**Supplied material:**
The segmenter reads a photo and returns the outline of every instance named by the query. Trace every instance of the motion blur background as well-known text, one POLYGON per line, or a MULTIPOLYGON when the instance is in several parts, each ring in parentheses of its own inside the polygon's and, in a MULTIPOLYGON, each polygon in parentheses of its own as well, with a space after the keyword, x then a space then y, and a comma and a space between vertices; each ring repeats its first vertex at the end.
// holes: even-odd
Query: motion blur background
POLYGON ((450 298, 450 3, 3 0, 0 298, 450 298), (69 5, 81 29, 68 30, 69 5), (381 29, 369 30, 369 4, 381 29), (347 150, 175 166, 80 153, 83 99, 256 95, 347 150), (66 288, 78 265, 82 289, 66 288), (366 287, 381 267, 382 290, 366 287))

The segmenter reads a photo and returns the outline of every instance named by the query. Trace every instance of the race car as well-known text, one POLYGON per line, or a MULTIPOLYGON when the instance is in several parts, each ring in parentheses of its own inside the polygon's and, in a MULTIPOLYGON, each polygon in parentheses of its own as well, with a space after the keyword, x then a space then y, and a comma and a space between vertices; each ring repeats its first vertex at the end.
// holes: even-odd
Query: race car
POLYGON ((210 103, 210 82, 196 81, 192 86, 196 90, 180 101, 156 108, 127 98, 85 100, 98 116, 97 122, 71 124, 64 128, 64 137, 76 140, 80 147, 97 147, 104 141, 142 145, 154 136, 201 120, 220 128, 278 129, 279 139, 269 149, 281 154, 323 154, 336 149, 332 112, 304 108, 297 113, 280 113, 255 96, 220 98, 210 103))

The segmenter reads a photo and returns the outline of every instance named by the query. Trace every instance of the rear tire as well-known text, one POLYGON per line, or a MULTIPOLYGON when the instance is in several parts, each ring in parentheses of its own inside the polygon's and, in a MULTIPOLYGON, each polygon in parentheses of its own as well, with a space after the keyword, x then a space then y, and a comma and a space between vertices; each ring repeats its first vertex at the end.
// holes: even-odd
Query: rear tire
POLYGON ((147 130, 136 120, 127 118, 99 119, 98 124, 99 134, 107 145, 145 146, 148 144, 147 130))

**Work to be completed:**
Starting at the beginning of the records and ending at the line containing "POLYGON ((450 298, 450", give those records as a two-column CSV with the columns request and answer. Use one row for each request, and put its text and its answer each in one quoted field, with line breaks turned into spaces.

**Reply to the exercise:**
request,answer
"The segmenter reads a photo and returns the outline of every instance named by the query. Trace every instance of the motion blur background as well-known text, one POLYGON per line, or a MULTIPOLYGON when the instance is in several parts, each ring in parentheses of its own inside the polygon's and, in a MULTIPOLYGON, each polygon in parentheses of its own as well, with a space after the keyword, x then a space then y, and a comma and a space between vertices; each ring repeats its first vertex at the end. // holes: even-odd Query: motion blur background","POLYGON ((450 298, 450 3, 3 0, 0 298, 450 298), (69 5, 81 29, 68 30, 69 5), (381 29, 369 30, 369 4, 381 29), (347 150, 175 166, 80 153, 83 99, 256 95, 347 150), (66 288, 78 265, 82 289, 66 288), (366 287, 381 267, 382 290, 366 287))"